• Directive A:
In the records, between the line holding "Rules: pick out each instance of the forehead" and the line holding "[[218, 247]]", inclusive, swap "hoodie zipper" for "jacket zipper" and give those lines back with nothing else changed. Leave out the pictures.

• Extracted text:
>>>

Kenneth Mejia (born November 7, 1990) is an American activist, accountant, and politician, serving as the City Controller of Los Angeles since 2022. A member of the Democratic Party and a former Green Party member, Mejia was a three-time candidate for the United States House of Representatives in California's 34th congressional district, prior to his candidacy and subsequent election as City Controller in 2022.

Elected to succeed Ron Galperin, Mejia is the first Filipino American elected official in the city of Los Angeles, the first Asian American elected to a citywide office, the youngest, and the first person of color to hold the position of City Controller in over a century.

Early life and career 
Mejia is Filipino American and was born and grew up in Los Angeles. Mejia graduated from Woodbury University in two and a half years, finishing in 2010 with a B.S. in accounting.

Mejia has held his Certified Public Accountant (CPA) designation since around 2013, although the status of his CPA license was "expired" or "inactive" from November 2018 until January 2022.  He worked at Ernst & Young but left in 2014.  He then worked for a hedge fund according to his Twitter account, which he left May 6, 2016, to focus on his campaign. In 2016, he co-founded We Can Make a Difference, a community volunteer organization that provided food and hygiene items to low-income and homeless people in Los Angeles. He then worked at EVgo but left in late 2021 to focus on campaigning. Mejia is a member of the LA Tenants' Union.

Early political campaigns

California's 34th congressional district 
Mejia was inspired by the 2016 presidential campaign of Bernie Sanders to engage more in politics, leading him to become a candidate to the California delegation to the Democratic National Convention. Mejia was a write-in Democratic Party candidate in California's 34th congressional district in 2016.

Having grown disenchanted with the Democratic Party, Mejia ran as a US Green Party candidate in the same district in 2017 and 2018. His 2017 bid was noted for its reliance on small-dollar donations. Mejia's 2018 bid advanced to the general election and yielded more than 40,000 votes, setting the record for the highest vote percentage cast for any Green candidate against a Democrat for Congress. Mejia continued to work as an accountant while campaigning in 2018.

<<<

• Directive B:
Extend the article on Kenneth Mejia from where it stops.

[Coordinate annotation records]

>>>

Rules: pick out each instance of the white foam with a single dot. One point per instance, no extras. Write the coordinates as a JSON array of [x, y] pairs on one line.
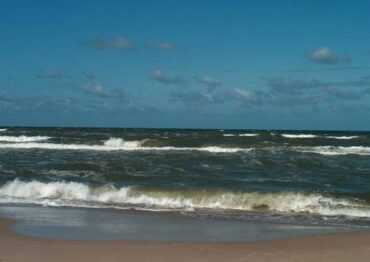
[[22, 139], [78, 194], [342, 137], [247, 134], [118, 144], [335, 150], [298, 135]]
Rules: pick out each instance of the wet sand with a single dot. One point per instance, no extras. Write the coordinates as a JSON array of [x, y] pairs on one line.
[[331, 247]]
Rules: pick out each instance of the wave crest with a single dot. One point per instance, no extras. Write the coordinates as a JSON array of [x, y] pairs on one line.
[[23, 139], [298, 135], [118, 144], [67, 193], [335, 150]]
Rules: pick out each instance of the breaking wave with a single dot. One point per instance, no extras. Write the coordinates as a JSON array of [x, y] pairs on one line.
[[118, 144], [78, 194], [22, 139], [342, 137], [248, 134], [298, 136], [335, 150]]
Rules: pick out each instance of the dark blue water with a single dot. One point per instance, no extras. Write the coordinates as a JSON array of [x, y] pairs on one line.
[[296, 177]]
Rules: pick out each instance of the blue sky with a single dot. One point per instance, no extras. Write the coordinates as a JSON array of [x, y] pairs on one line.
[[197, 64]]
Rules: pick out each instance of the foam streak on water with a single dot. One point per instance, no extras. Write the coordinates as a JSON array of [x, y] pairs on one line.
[[65, 193], [267, 174]]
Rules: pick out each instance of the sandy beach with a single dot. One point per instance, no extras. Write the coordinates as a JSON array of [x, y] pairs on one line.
[[331, 247]]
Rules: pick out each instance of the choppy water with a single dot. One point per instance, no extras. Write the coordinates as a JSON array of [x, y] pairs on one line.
[[319, 177]]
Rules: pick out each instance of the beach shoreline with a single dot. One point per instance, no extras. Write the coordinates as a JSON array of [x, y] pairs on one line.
[[329, 247]]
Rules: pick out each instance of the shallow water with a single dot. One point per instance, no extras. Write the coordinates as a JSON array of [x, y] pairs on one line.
[[292, 177]]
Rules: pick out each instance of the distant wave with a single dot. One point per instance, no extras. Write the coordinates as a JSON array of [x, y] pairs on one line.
[[118, 144], [248, 134], [335, 150], [342, 137], [23, 139], [78, 194], [298, 135]]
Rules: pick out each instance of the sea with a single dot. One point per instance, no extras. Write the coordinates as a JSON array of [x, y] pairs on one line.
[[183, 184]]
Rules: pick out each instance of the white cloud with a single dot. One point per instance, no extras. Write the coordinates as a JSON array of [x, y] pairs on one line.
[[160, 77], [324, 55], [48, 74], [160, 45], [243, 96], [118, 42], [98, 89], [208, 81]]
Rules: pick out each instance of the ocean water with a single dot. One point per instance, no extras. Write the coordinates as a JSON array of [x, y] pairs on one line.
[[295, 177]]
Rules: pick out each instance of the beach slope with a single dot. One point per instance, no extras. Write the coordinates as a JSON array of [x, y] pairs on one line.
[[331, 247]]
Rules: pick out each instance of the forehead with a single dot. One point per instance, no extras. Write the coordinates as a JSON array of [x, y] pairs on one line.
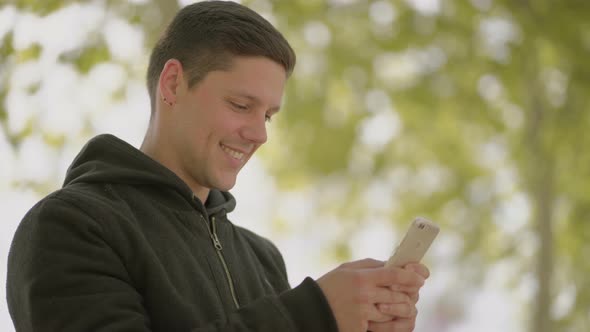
[[257, 78]]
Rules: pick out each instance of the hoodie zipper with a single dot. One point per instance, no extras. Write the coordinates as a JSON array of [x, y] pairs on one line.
[[218, 247]]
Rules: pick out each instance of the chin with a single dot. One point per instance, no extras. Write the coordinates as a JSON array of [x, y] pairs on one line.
[[226, 185]]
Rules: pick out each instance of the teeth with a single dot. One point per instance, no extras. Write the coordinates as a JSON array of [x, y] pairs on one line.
[[233, 153]]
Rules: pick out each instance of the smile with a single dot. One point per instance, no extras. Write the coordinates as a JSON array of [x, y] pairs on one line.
[[233, 153]]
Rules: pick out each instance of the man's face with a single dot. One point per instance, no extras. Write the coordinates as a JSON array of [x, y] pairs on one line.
[[220, 122]]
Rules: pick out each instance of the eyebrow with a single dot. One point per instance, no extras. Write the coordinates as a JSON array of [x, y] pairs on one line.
[[254, 99]]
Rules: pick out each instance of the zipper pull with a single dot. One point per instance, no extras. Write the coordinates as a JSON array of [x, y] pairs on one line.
[[214, 237]]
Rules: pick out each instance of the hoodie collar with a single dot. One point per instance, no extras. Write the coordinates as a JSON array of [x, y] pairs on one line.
[[108, 159]]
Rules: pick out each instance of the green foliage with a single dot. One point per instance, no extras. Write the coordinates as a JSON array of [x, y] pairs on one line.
[[455, 93], [86, 58]]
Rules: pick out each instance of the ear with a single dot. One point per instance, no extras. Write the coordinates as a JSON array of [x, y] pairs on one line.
[[171, 81]]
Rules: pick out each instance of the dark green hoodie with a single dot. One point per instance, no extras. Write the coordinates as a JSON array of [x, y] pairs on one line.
[[126, 246]]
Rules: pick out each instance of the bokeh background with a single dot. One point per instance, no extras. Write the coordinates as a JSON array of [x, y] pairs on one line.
[[472, 113]]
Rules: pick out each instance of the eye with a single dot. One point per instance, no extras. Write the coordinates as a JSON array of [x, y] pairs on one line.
[[239, 106]]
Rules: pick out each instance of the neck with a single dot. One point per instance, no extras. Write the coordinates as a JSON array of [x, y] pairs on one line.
[[156, 147]]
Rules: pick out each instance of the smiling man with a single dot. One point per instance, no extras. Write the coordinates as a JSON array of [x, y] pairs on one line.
[[140, 240]]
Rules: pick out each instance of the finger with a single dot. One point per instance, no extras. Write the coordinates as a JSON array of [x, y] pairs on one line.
[[397, 325], [399, 310], [404, 289], [386, 295], [367, 263], [395, 276], [414, 297], [421, 269], [376, 315]]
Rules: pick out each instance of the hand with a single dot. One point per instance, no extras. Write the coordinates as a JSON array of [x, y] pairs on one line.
[[406, 321], [353, 289]]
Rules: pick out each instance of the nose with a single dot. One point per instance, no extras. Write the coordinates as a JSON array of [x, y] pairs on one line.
[[255, 131]]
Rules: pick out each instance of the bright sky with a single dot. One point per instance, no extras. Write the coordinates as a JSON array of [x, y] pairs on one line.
[[65, 94]]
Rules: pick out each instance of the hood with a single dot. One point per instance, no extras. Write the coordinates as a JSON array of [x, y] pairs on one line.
[[108, 159]]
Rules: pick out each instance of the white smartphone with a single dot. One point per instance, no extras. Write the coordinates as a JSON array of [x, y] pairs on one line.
[[415, 243]]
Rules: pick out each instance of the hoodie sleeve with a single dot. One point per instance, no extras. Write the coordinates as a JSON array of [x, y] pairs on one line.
[[64, 276]]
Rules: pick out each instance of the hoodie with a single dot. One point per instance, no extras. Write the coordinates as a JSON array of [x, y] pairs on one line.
[[124, 245]]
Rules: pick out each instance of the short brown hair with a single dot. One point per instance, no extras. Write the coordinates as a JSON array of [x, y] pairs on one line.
[[206, 35]]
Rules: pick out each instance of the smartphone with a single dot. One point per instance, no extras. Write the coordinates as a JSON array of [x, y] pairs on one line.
[[415, 243]]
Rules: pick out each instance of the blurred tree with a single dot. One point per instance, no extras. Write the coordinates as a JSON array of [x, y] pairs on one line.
[[463, 111]]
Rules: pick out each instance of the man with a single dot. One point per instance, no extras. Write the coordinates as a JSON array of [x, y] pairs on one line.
[[139, 240]]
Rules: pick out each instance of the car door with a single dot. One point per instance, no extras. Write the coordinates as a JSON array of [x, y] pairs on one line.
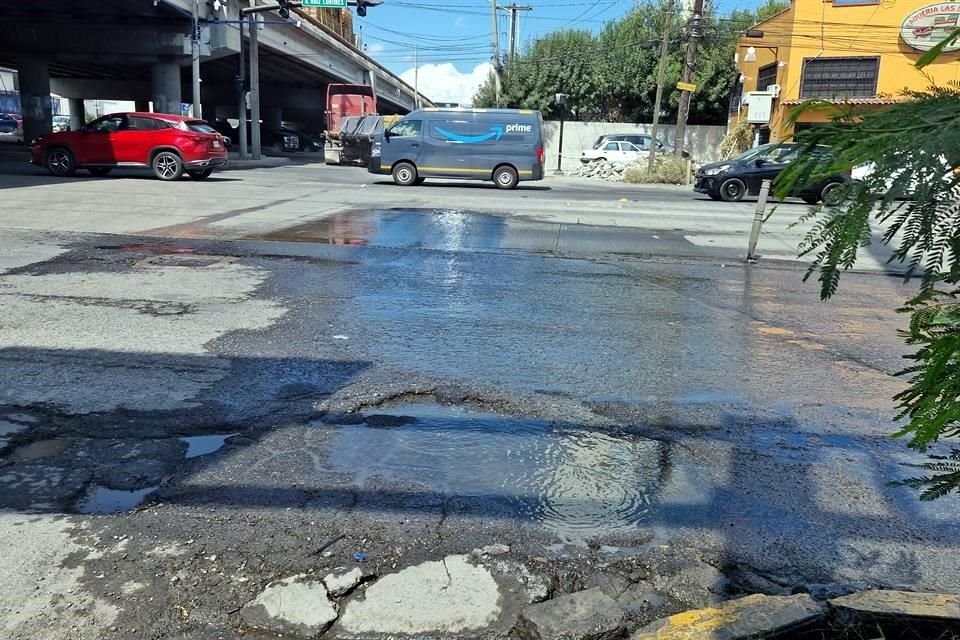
[[96, 143], [768, 166], [450, 147], [611, 152], [133, 143], [402, 142]]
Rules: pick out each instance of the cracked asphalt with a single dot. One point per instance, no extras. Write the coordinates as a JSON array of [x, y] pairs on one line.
[[704, 407]]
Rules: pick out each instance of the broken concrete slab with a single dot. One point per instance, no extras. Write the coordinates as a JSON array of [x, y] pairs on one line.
[[296, 605], [935, 606], [585, 615], [755, 616], [341, 581], [438, 598], [836, 589]]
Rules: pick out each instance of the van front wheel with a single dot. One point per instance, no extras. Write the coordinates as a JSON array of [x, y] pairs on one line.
[[506, 178], [405, 174]]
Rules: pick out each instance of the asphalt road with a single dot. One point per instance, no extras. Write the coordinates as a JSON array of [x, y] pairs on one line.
[[236, 204], [411, 380]]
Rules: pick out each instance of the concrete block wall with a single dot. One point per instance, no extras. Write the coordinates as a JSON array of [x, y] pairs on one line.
[[703, 141]]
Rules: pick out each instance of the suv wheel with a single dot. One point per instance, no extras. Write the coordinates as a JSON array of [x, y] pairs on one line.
[[733, 190], [59, 162], [405, 174], [167, 166]]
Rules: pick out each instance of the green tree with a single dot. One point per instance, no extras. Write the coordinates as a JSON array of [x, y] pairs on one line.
[[613, 75], [912, 152]]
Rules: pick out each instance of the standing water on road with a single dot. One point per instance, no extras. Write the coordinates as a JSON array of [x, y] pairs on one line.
[[576, 482]]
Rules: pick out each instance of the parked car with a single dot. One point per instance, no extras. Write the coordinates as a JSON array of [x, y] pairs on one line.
[[8, 124], [614, 151], [284, 141], [168, 145], [641, 140], [732, 180], [61, 123]]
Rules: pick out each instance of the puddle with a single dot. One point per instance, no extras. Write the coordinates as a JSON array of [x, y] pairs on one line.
[[576, 482], [41, 449], [203, 445], [103, 500], [456, 230]]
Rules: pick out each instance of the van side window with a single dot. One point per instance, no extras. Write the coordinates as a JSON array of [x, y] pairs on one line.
[[406, 128]]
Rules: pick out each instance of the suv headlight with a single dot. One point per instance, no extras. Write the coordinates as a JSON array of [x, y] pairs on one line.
[[715, 170]]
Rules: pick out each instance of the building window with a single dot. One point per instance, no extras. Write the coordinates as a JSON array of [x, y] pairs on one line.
[[839, 78], [766, 76], [736, 95]]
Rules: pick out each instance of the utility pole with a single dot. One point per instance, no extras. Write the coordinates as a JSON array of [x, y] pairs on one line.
[[689, 72], [195, 54], [242, 105], [664, 46], [514, 9], [416, 77], [255, 88], [496, 52]]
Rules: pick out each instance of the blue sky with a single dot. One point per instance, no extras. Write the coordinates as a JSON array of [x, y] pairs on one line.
[[454, 36]]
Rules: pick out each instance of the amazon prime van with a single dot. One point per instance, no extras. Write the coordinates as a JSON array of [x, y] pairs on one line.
[[502, 145]]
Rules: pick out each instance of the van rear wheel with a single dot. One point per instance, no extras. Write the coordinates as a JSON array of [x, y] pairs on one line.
[[506, 177], [405, 174]]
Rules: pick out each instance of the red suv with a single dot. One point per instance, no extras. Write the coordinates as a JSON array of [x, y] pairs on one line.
[[169, 145]]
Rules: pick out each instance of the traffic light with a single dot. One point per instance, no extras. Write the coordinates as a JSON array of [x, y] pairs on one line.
[[363, 4]]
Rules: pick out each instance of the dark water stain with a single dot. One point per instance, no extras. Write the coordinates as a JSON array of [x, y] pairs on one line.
[[457, 230], [41, 449], [101, 500], [576, 482], [205, 445]]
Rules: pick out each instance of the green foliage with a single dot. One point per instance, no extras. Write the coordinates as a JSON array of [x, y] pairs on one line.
[[737, 140], [668, 169], [910, 200], [612, 75]]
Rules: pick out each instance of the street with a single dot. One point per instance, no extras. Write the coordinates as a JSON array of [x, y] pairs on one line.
[[279, 372]]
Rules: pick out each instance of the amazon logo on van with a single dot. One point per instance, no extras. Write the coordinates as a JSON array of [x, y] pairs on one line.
[[495, 133]]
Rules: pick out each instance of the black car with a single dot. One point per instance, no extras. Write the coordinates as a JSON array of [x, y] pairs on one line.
[[741, 176], [8, 124]]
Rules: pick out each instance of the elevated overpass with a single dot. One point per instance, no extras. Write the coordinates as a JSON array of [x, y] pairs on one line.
[[140, 50]]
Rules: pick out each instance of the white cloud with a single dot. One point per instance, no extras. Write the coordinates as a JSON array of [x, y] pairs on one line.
[[445, 83]]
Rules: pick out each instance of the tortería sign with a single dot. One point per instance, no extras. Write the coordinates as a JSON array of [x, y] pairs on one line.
[[927, 26]]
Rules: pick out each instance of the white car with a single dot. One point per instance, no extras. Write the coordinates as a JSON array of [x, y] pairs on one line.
[[614, 152]]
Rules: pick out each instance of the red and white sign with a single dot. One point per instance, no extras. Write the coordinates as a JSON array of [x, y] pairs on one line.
[[926, 27]]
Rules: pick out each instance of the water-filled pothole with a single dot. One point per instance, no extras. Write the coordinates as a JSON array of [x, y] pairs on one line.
[[203, 445], [575, 481], [104, 500]]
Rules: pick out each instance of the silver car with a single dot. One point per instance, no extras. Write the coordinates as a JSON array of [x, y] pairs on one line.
[[641, 140]]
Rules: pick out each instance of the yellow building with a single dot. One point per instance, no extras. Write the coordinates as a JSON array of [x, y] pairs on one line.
[[859, 52]]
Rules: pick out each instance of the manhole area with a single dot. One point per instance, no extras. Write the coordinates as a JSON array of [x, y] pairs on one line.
[[190, 261], [575, 481]]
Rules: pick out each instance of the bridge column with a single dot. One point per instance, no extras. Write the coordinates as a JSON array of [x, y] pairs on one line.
[[35, 98], [273, 117], [78, 116], [166, 88]]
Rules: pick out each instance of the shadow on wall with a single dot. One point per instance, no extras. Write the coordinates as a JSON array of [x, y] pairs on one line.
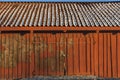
[[59, 0]]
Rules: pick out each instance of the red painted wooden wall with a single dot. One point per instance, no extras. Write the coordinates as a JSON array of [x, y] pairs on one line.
[[59, 54]]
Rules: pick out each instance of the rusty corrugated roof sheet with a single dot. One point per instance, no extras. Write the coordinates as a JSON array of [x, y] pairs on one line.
[[60, 14]]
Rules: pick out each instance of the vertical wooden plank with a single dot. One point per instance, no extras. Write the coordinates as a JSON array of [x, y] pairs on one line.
[[2, 64], [70, 56], [118, 52], [88, 53], [113, 48], [57, 53], [92, 53], [76, 58], [96, 53], [49, 53], [109, 55], [101, 54], [105, 55], [0, 54], [62, 52]]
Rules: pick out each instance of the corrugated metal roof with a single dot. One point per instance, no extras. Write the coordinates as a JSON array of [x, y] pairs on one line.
[[60, 14]]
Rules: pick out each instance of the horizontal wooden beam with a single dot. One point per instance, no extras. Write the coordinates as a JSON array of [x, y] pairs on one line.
[[59, 28]]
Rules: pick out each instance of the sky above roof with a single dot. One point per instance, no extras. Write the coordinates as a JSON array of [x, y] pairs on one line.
[[59, 0]]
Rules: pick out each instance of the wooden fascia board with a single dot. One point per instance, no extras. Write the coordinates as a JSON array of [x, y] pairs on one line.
[[59, 28]]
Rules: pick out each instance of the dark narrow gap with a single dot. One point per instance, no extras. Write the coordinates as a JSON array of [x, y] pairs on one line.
[[107, 53], [79, 52], [39, 54], [86, 51], [33, 72], [73, 51], [0, 51], [66, 70], [4, 56], [111, 54], [8, 57], [65, 67], [26, 54], [43, 55], [55, 53], [29, 66], [21, 48], [47, 54]]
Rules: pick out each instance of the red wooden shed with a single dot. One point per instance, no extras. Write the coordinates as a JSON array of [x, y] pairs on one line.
[[55, 39]]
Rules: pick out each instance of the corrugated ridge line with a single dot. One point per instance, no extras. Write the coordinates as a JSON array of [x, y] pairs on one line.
[[4, 13], [33, 15], [20, 16], [57, 15], [12, 16], [81, 15], [41, 15], [99, 18], [101, 14], [17, 16], [116, 18], [106, 14], [72, 14]]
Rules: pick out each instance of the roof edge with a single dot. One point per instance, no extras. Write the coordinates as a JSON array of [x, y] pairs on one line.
[[117, 28]]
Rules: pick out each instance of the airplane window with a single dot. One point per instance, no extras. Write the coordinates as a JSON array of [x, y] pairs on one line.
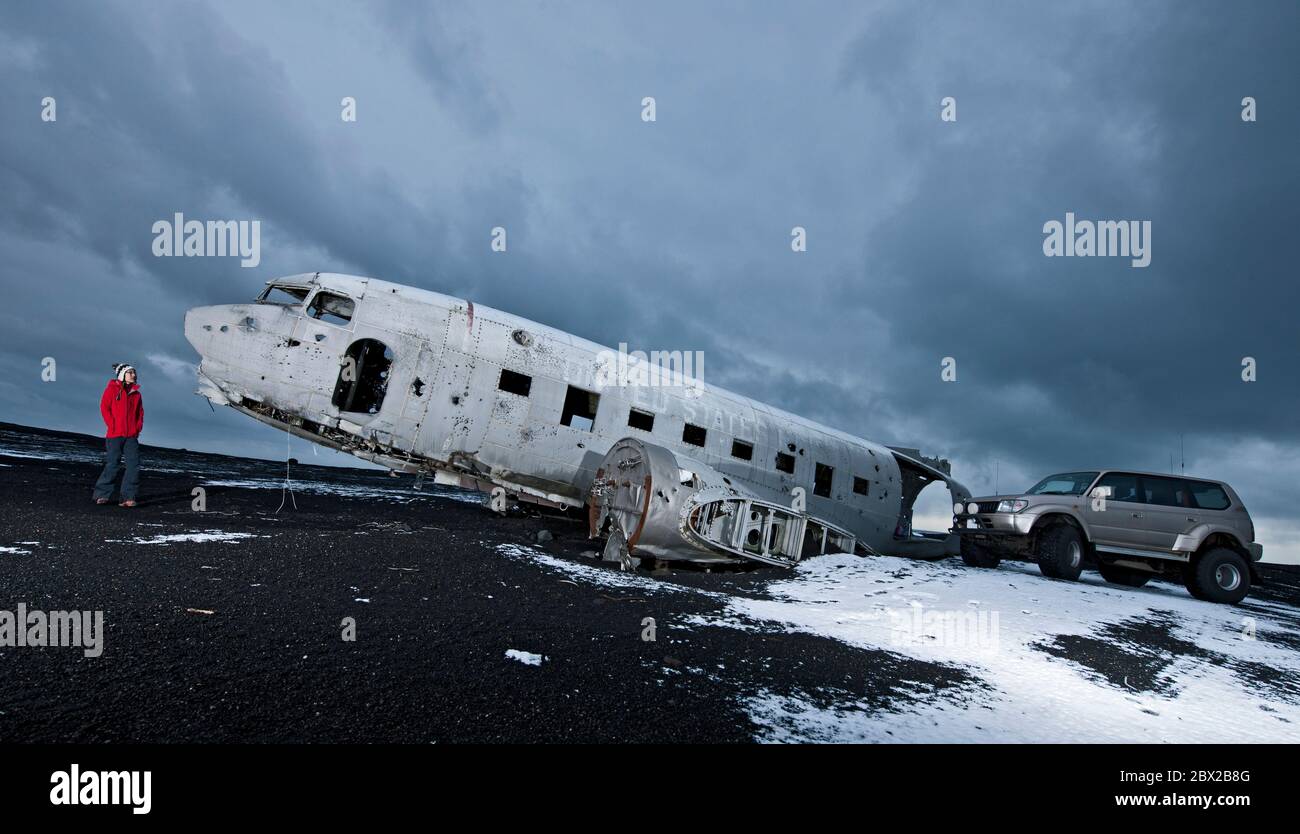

<<<

• Right answer A:
Rules: pick out each instance of the forehead with a single dot. One point per instance, no extras. Write the coordinates as a JSON array of [x, y] pairs on one line.
[[257, 78]]
Rules: pick out each instance of the jacket zipper with a single dot. One point per instance, no extras. Write the coordinates as a JSON array of [x, y] pairs on one line.
[[218, 247]]

• Right answer B:
Los Angeles City Controller (2022—present)

Election 
Mejia announced his candidacy for City Controller, a nonpartisan office, in the 2022 Los Angeles elections. It has been historically uncommon for the city controller to have extensive accounting experience; Mejia claims the office has never been held by a CPA. He was the only city candidate in 2022 position to have received ballot access through signatures alone. During his candidacy, Mejia drew attention to LA fire department employees receiving more than half a million dollars a year, the use of about half of the city's funds from the American Rescue Plan on the LA police department, and the amount of police funding in the budget proposed in 2022 by Mayor Eric Garcetti.
Mejia published interactive online maps of affordable housing, LAPD traffic stops, parking tickets, and where LA municipal employees live. He's also published a database of the Los Angeles City Payroll using numbers from the outgoing City Controller's website.

Mejia's past tweets criticizing Joe Biden generated controversy during the race.

On June 7, 2022, Mejia took first place in the primary for LA City Controller, with over 230,163 votes. He obtained 42.75% of the vote, while opponents Paul Koretz and Stephanie Clements obtained 23.83% and 16.01%. On November 8, 2022, Mejia won the general election with 62% of the vote, defeating Koretz.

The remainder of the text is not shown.